Extracted text |
=======
So it would mean replacing the motherboard then. You can usually find the part number on a sticker underneath the RAM. But if you have trouble finding it, you can PM me the service tag number and I'll be able to figure out the part number from our Dell Rep through my work.


----------



## Kaploop (May 25, 2010)

I would like to express a giant thank you to all who assisted in this. This helped me a bunch!

I would go to turn my laptop (dell inspiron 1521) and the caps light would flash 45 times and turn off. I disconnected the power plug, removed the battery, removed the RAM, reinserted the RAM, and now it works! Thanks!!


----------



## lcmitcham (Jun 23, 2010)

Another trick that I have found that works if RAM has been reseated and the problem is still there. Try removing the RAM and then swiping an eraser across the metal contacts to clean them. Then reinstall RAM one module at a time and even in different order if necessary.


----------



## carlosantana (Apr 4, 2011)

Okay, so I've been getting the same problem as the initial one on here. However, I have gotten past the whole flashing caps lock with only having one memory card installed. By taking out the memory card that is in the back of the laptop and leaving in the card under the keyboard I can boot my laptop. However visa-versa, if I take out he th card and put it in the RAM port that is in the back of the laptop I get the flashing caps lock light. Is this a mother board problem? Cause both memory cards work fine under the keyboard. It just that with both cards install and one card installed in the back is where I'm getting this problem.


----------



## joeten (Dec 4, 2008)

Hi carlosantana this thread is very old and your unlikely to get a reply from the op you should make a thread of your own on your issue, however if the issue is showing with a known good stick of ram then the slot may be gone hope this answers your qyestion if you havbe anymore please star a fresh thread thank you


----------
=======
Work instruction 1 | From the forum thread, set down word for word the passage that begins at the words "I would go to" and stops after "(Jun 23, 2010)".
Work instruction 2 | In the forum thread, what does lcmitcham suggest swiping across the RAM's metal contacts to clean them?
=======
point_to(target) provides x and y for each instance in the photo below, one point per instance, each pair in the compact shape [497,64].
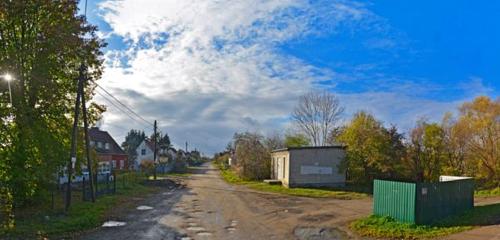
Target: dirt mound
[319,233]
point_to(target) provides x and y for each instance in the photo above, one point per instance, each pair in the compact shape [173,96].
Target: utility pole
[74,136]
[154,152]
[72,157]
[82,80]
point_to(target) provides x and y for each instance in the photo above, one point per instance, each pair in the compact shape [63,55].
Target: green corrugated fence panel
[394,199]
[422,203]
[439,200]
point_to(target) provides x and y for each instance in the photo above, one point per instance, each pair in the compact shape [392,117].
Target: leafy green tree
[43,44]
[164,142]
[132,141]
[296,140]
[253,159]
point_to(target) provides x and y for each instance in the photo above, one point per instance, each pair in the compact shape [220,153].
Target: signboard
[306,170]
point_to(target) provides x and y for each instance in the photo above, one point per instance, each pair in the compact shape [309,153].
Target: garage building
[308,166]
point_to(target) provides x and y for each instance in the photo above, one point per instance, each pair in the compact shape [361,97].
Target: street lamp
[9,78]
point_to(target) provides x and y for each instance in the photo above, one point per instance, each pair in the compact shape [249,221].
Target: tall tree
[296,140]
[426,151]
[164,142]
[317,114]
[480,121]
[369,148]
[42,45]
[274,141]
[253,158]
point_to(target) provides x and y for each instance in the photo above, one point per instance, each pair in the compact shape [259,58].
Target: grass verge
[230,177]
[39,222]
[386,227]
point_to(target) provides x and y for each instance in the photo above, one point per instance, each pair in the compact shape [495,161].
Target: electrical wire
[123,111]
[121,103]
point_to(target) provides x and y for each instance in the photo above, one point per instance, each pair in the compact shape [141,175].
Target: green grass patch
[231,177]
[488,192]
[171,174]
[386,227]
[42,221]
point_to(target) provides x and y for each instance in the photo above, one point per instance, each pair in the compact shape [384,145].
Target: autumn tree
[426,151]
[253,158]
[371,149]
[479,123]
[274,141]
[132,141]
[317,114]
[296,140]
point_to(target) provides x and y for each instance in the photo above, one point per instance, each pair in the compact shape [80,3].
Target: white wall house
[145,153]
[308,166]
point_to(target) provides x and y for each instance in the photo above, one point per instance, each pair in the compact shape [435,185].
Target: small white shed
[308,166]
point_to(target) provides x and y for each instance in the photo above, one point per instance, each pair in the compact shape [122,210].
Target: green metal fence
[422,203]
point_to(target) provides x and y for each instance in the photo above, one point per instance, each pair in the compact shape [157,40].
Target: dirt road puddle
[204,234]
[319,233]
[195,229]
[113,224]
[143,208]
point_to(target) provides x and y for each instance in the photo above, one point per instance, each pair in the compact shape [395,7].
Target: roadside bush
[253,158]
[147,167]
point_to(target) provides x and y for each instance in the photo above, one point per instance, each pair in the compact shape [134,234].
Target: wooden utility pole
[83,79]
[154,152]
[74,136]
[72,157]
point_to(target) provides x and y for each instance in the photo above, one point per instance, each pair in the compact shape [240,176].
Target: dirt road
[209,208]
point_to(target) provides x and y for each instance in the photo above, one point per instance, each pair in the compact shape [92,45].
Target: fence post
[107,182]
[83,189]
[53,190]
[96,185]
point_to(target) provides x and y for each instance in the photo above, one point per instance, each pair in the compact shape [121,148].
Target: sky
[207,69]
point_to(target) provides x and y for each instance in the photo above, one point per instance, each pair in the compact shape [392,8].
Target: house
[145,152]
[308,166]
[108,151]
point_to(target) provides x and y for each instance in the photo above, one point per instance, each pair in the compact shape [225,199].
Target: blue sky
[207,69]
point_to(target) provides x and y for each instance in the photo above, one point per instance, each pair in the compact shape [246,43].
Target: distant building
[308,166]
[145,152]
[108,151]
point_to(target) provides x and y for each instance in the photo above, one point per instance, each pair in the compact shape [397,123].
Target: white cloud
[205,69]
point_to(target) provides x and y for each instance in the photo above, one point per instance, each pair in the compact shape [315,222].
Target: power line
[125,106]
[123,111]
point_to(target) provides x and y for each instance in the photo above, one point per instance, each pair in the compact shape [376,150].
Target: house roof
[102,136]
[150,144]
[309,147]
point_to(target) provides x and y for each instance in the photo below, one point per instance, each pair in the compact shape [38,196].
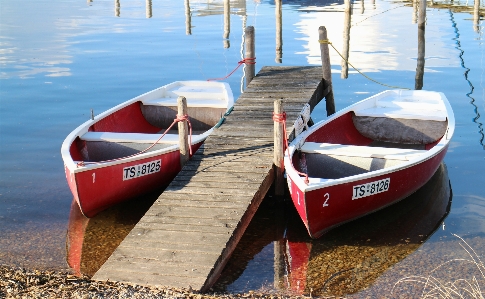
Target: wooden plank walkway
[189,233]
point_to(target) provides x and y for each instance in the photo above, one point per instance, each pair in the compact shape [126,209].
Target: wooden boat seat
[361,151]
[130,137]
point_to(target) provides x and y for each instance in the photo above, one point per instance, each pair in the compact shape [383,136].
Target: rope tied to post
[179,118]
[328,42]
[244,61]
[281,118]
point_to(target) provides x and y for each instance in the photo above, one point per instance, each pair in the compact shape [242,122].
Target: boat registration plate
[136,171]
[371,188]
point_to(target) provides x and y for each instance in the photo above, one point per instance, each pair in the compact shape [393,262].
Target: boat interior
[352,144]
[136,127]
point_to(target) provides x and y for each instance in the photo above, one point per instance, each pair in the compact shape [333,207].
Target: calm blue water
[59,59]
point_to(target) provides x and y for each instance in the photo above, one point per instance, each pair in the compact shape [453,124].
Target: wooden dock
[190,232]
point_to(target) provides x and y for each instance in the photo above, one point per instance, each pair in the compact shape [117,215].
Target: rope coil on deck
[244,61]
[328,42]
[281,118]
[179,118]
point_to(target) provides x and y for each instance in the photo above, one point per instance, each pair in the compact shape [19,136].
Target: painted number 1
[327,197]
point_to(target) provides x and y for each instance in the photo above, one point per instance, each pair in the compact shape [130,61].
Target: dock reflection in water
[91,241]
[347,259]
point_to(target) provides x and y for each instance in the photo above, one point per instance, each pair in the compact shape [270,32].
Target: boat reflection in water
[91,241]
[347,259]
[350,258]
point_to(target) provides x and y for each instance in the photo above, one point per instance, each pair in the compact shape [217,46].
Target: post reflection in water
[421,45]
[91,241]
[476,16]
[347,259]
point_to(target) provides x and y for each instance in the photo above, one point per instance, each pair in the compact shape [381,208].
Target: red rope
[281,118]
[244,61]
[176,120]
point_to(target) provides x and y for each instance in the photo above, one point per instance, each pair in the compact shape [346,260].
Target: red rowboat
[104,158]
[367,156]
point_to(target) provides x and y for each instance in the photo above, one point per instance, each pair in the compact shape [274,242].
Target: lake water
[60,59]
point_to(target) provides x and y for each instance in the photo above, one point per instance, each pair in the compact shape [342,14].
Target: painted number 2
[327,197]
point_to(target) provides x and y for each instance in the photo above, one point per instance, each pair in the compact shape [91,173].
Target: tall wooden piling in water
[279,146]
[188,19]
[227,22]
[279,30]
[476,15]
[346,34]
[421,45]
[148,9]
[183,131]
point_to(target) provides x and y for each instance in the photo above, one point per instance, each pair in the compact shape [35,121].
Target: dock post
[183,132]
[148,11]
[421,45]
[476,15]
[279,30]
[249,69]
[188,18]
[327,70]
[279,148]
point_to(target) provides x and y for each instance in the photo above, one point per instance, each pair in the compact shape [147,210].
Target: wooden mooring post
=======
Reply 1 |
I would go to turn my laptop (dell inspiron 1521) and the caps light would flash 45 times and turn off. I disconnected the power plug, removed the battery, removed the RAM, reinserted the RAM, and now it works! Thanks!!


----------



## lcmitcham (Jun 23, 2010)

Reply 2 | An eraser.